» **What to work on**:
Retype all of the entries word for word.

== Segment start ==

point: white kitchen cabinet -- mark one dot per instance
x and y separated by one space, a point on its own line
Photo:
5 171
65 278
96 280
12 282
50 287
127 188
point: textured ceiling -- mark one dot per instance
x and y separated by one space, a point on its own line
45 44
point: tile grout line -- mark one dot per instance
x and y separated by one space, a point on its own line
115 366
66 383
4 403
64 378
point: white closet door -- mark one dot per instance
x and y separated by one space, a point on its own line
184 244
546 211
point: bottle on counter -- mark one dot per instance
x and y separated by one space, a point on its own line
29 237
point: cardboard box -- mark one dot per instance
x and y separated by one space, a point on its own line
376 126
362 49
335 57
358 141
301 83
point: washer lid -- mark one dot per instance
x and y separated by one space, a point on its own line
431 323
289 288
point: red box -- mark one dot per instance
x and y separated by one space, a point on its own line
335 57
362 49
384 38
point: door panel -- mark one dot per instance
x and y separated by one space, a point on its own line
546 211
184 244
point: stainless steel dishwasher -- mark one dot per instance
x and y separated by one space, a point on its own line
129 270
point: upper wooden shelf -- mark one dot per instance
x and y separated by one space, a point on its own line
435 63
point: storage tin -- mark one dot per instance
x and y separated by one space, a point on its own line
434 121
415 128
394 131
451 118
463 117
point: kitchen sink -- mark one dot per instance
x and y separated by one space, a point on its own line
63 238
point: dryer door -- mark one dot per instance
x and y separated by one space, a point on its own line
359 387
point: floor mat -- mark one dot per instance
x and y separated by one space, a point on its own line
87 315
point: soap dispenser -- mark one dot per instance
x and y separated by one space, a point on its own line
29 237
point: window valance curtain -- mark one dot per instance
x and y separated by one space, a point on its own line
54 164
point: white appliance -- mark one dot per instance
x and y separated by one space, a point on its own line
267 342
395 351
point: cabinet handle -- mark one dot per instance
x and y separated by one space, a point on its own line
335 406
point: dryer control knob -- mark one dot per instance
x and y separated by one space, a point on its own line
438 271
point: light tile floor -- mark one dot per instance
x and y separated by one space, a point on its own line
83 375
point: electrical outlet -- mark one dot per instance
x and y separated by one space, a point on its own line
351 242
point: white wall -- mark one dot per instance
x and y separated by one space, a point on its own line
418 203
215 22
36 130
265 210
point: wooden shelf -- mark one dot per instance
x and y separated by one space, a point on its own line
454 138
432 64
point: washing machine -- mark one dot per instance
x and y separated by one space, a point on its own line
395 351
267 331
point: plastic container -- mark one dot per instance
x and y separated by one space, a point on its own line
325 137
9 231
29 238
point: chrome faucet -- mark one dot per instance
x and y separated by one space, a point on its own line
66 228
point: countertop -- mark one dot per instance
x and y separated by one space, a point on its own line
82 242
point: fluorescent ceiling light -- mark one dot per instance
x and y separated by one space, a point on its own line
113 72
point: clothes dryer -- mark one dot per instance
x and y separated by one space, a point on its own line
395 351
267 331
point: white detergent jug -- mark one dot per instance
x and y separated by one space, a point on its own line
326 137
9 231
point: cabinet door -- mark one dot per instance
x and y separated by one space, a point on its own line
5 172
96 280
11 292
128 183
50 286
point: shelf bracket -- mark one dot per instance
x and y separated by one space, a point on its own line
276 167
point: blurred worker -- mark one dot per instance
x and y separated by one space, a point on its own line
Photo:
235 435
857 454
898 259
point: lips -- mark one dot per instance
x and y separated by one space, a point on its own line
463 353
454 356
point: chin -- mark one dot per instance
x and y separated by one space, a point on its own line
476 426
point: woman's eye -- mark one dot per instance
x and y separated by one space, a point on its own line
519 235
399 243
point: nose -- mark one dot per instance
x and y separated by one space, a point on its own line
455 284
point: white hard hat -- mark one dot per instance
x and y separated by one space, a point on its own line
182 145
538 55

== Segment end ==

» **Your solution**:
point: white kitchen cabinet -- mark one dot per instance
x and y separated by one space, a point on its own line
Photo:
5 171
65 278
96 280
12 282
50 287
127 188
point: textured ceiling -- mark one dot per instance
x and y separated by one space, a point on its own line
45 44
point: tile grout line -- mark one dot per instance
x and y separated by one space, a point on its own line
115 366
66 383
4 403
64 378
point: white closet door -- mark one dot per instance
x and y separated by one space, a point on its own line
184 244
546 211
point: bottle on counter -- mark one dot per instance
x and y separated by one space, a point on its own line
29 237
point: cardboard box -- mark one dot per instance
x and y separated by one space, a point on its own line
376 126
362 49
335 57
358 141
301 83
point: washer lid -- mark one dot per instance
x and y separated by one space, a point on its own line
431 323
289 288
point: red box -- mark one dot per instance
x and y separated by one space, a point on its own line
335 57
362 49
384 38
point: door panel -- mark one dot per instance
x and y separated by one space, a point on its own line
546 211
184 244
point: stainless steel dishwasher -- mark one dot per instance
x and y separated by one space, a point on its own line
129 270
point: upper wooden shelf -- mark one dot per instance
x and y separated by one space, a point on its own line
435 63
point: storage tin -- mark one dot per instance
x and y separated by one space, a point on its own line
434 121
415 128
394 131
451 118
463 117
point: kitchen sink -- mark one dot per instance
x and y separated by one space, a point on its own line
63 238
point: dryer door -- mark one dot per instance
x and y separated by one space, a point on its own line
359 387
point: floor mat -- mark one dot per instance
x and y separated by one space, a point on its own line
87 315
point: soap dispenser -- mark one dot per instance
x and y separated by one space, a point on its own line
29 237
point: window valance curtain -- mark one dot per instance
x and y separated by one space, a point on its own line
54 164
point: white appliance -- mark one dot per instance
x and y separated by one space, a point on its own line
267 342
395 351
point: cabinet handle -- mark one dot per instance
x and y separated by one space, a point on its own line
335 406
point: dryer control knob -- mark one dot per instance
x and y separated by one space, a point on its own line
438 271
point: light tile floor -- mark one dot per instance
x and y separated by one space, a point on its own line
83 375
point: electrical outlet -- mark one dot per instance
x and y separated by one space, a point on its own line
351 242
point: white wall -- mark one dot per instance
x and y separated by one space, a point on its own line
418 203
215 22
36 130
265 210
point: wooden shelf -- mark one dot per instance
x and y separated by one space, a point on its own line
454 138
432 64
point: washing machine -- mark one dot per instance
x and y separated by one space, a point on its own line
395 351
267 331
point: plastic container -- mark one dot per instance
x and y separated by one space, a point on its own line
325 137
9 231
29 238
point: chrome faucet -- mark one dot per instance
x and y separated by one space, a point on its own line
66 228
point: countertop -- mark one dot per instance
x and y separated by one space, a point on its own line
82 242
point: fluorescent ceiling light -- mark one dot per instance
x and y separated by one space, a point on its own line
113 72
point: clothes dryer -- mark one dot per instance
x and y separated by one space, a point on its own line
395 351
267 331
point: white detergent jug -- mark one dot per instance
x and y separated by one space, a point on its own line
326 137
9 231
point: cabinet door -- mark one dot per instance
x and y separated by one space, a point on its own line
5 172
96 280
11 292
128 183
50 286
point: shelf bracket -- mark one dot per instance
x and y separated by one space, a point on its own line
276 167
point: blurred worker -- mark one dot per instance
x and y separated by one space, a point on its own line
Photo:
235 435
857 454
898 259
point: lips -- mark one dot per instance
x and y separated by one space, a point on its own line
463 353
454 356
point: chin -- mark one dot per instance
x and y separated by one space, a point on its own line
476 426
point: woman's eye -- mark one dot per instance
x and y separated by one space, a point on its own line
519 235
399 243
point: nose -- mark one dot per instance
x and y separated by one space, a point on its own line
455 284
point: white hard hat -- mark one dot per instance
x and y separated by one space, a point on its own line
182 145
538 55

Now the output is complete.